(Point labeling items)
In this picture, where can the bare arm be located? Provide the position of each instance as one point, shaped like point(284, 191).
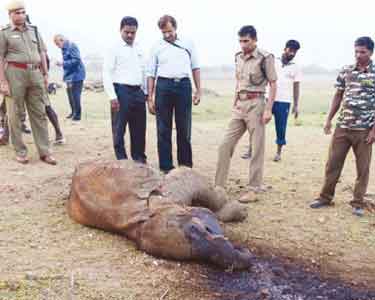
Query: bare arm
point(4, 86)
point(267, 115)
point(296, 93)
point(272, 95)
point(150, 92)
point(44, 67)
point(2, 69)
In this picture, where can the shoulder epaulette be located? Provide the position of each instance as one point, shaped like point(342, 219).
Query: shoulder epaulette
point(5, 27)
point(237, 54)
point(264, 53)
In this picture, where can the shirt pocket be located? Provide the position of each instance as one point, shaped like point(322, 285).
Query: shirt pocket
point(16, 43)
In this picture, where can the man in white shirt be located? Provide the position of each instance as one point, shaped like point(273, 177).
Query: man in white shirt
point(172, 61)
point(288, 88)
point(125, 84)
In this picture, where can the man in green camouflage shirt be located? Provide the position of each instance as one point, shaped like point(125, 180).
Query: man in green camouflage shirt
point(355, 125)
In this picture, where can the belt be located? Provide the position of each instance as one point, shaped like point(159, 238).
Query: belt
point(174, 79)
point(131, 86)
point(244, 96)
point(24, 66)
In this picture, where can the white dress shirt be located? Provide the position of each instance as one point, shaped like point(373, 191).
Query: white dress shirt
point(124, 64)
point(287, 75)
point(172, 62)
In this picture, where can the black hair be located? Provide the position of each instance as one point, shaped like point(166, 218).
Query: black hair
point(293, 44)
point(365, 41)
point(248, 30)
point(164, 20)
point(128, 21)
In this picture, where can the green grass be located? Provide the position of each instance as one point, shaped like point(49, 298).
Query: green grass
point(314, 103)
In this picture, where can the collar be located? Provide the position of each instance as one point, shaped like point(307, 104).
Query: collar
point(15, 28)
point(66, 45)
point(285, 65)
point(369, 67)
point(253, 54)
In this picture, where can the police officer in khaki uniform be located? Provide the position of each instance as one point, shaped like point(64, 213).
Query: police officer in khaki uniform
point(24, 81)
point(255, 69)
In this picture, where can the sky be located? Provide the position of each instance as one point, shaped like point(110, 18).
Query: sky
point(326, 29)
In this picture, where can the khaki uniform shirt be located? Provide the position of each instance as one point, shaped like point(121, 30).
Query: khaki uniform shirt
point(254, 71)
point(21, 45)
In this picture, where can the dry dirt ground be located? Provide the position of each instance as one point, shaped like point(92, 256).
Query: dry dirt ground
point(45, 255)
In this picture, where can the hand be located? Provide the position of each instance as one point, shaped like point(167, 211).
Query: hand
point(295, 111)
point(151, 105)
point(371, 137)
point(4, 88)
point(115, 105)
point(267, 116)
point(328, 127)
point(197, 97)
point(45, 80)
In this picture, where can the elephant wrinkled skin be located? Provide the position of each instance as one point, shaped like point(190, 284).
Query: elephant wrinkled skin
point(171, 216)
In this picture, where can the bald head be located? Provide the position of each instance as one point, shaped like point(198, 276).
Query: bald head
point(59, 40)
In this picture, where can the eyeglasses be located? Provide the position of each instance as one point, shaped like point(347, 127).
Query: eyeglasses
point(20, 12)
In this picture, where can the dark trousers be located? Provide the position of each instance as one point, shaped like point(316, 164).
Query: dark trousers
point(74, 90)
point(174, 96)
point(281, 112)
point(133, 112)
point(342, 141)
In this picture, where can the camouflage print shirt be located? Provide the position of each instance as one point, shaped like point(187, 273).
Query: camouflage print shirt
point(358, 106)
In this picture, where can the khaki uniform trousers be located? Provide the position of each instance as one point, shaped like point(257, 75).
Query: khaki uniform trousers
point(342, 141)
point(27, 89)
point(246, 116)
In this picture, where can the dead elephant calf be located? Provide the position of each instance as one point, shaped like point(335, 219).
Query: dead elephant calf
point(173, 216)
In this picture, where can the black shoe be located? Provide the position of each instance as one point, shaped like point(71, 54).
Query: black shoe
point(165, 172)
point(25, 129)
point(318, 203)
point(359, 212)
point(141, 161)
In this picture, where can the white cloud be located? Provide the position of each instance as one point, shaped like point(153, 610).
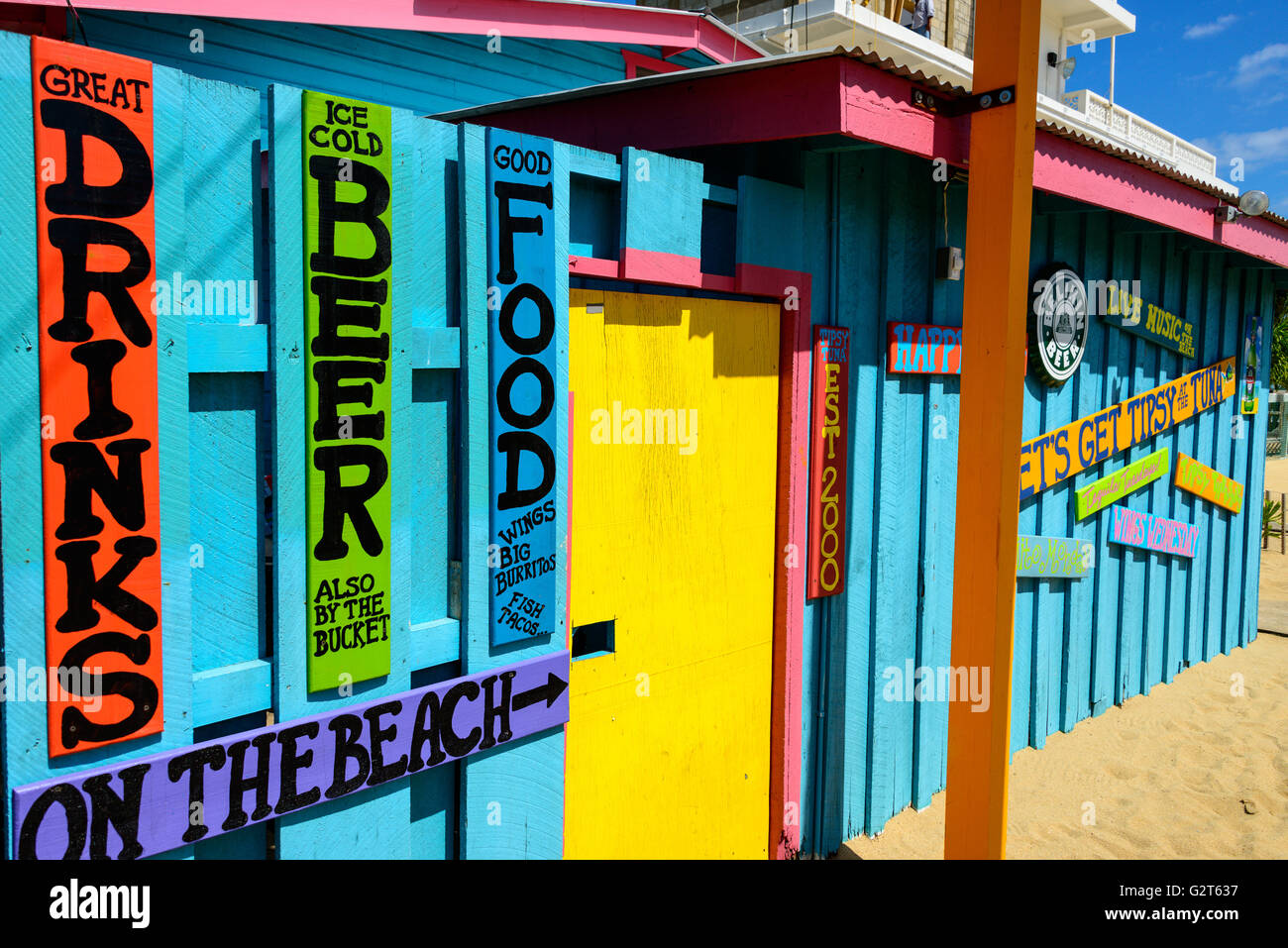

*INSTRUCTIONS FOR THE TASK*. Copy all of the items above word for word, leaving out the pictures.

*PROBLEM SOLUTION*.
In this picture, where can the bare arm be located? Provide the position of each instance as one point, shaped like point(284, 191).
Query: bare arm
point(4, 86)
point(267, 115)
point(296, 93)
point(272, 95)
point(150, 92)
point(44, 67)
point(2, 69)
In this picture, where can the shoulder epaulette be located? Provide the position of each instance as one point, shaped like point(342, 219).
Query: shoulder epaulette
point(5, 27)
point(237, 54)
point(264, 53)
In this picture, where can the shirt pocket be located? Provide the position of each instance as one point, shaped like point(322, 285).
Query: shirt pocket
point(16, 43)
In this picture, where can the man in white shirt be located? Provide the position of each instance as one point, shaped like point(273, 177).
Query: man in white shirt
point(172, 61)
point(288, 88)
point(125, 84)
In this picture, where can the man in green camouflage shirt be located? Provide the position of each instance as one point, shaped like point(125, 180).
Query: man in green camouflage shirt
point(355, 125)
In this picture, where can the belt be located? Provide the position of each instance as one point, shaped like point(159, 238).
Query: belt
point(174, 79)
point(131, 86)
point(244, 96)
point(24, 66)
In this picture, where can the white dress shirt be located? Provide the position of each instance as one point, shaped like point(373, 191).
Query: white dress shirt
point(124, 64)
point(287, 75)
point(172, 62)
In this picture, where can the black hair be located? Provide the position of each instance as one point, shaped like point(166, 218).
Query: black hair
point(293, 44)
point(365, 41)
point(248, 30)
point(164, 20)
point(128, 21)
In this picture, where can the green grass be located? Provide the position of each instance as one point, shaped like point(49, 298).
Query: green grass
point(314, 103)
In this picture, where can the collar be located? Provide the position of each instance as one point, shaped like point(307, 104).
Query: collar
point(15, 28)
point(66, 45)
point(285, 65)
point(369, 67)
point(253, 54)
In this picture, where can the police officer in khaki uniform be located? Provide the position of each instance as one point, shaped like point(64, 213).
Query: police officer in khaki uniform
point(24, 81)
point(255, 69)
In this picture, where can the sky be located? Provide the position of each instance as one point, shaped like point(110, 18).
Query: sky
point(326, 29)
In this picture, where can the khaki uniform shirt be located? Provide the position of each instance as one point, shaped like point(121, 30).
Query: khaki uniform shirt
point(254, 71)
point(21, 45)
In this picture, where can the dry dirt ground be located? Provide the position of each instance as one point, shaped like point(92, 256).
Query: dry dirt ground
point(45, 255)
In this picture, where can the hand be located? Provide the position of each instance as one point, shaped like point(167, 211).
Query: hand
point(295, 111)
point(151, 105)
point(371, 137)
point(4, 88)
point(115, 105)
point(267, 116)
point(328, 127)
point(197, 97)
point(45, 80)
In this picture, where can the elephant wrinkled skin be located? Provide the position of each instance as one point, shaped like point(190, 284).
Query: elephant wrinkled skin
point(171, 216)
In this picture, where can the bald head be located? Provide the position of each instance as one point, shaped like point(198, 276).
Query: bald head
point(59, 40)
In this picture, where can the eyeglasses be located? Provide the position of each instance as one point, shaped like point(347, 127).
Query: eyeglasses
point(20, 12)
In this picture, where can the dark trousers be located? Provide the position of each instance as one point, shaped like point(316, 164).
Query: dark trousers
point(74, 90)
point(174, 96)
point(281, 112)
point(133, 112)
point(342, 141)
In this picture, where can the camouflage print shirt be located? Provide the position of each instance as one point, shaped like point(187, 273).
Query: camouflage print shirt
point(358, 106)
In this picture, where can the khaki uniform trousers be located? Provide the position of each instance as one point, shaped like point(257, 75).
Query: khaki uniform trousers
point(342, 141)
point(27, 89)
point(246, 116)
In this picture, where can the dead elephant calf be located? Provide the position of each instance as one point, shaped like point(335, 219).
Query: dead elephant calf
point(173, 216)
In this picture, where can the black shoe be located? Provide the position of each instance as one point, shaped like point(71, 54).
Query: black shoe
point(165, 172)
point(25, 129)
point(318, 203)
point(359, 212)
point(141, 161)
In this picture, where can the white cloud be located? Provide the position of each instance as one point, shaped like point(153, 610).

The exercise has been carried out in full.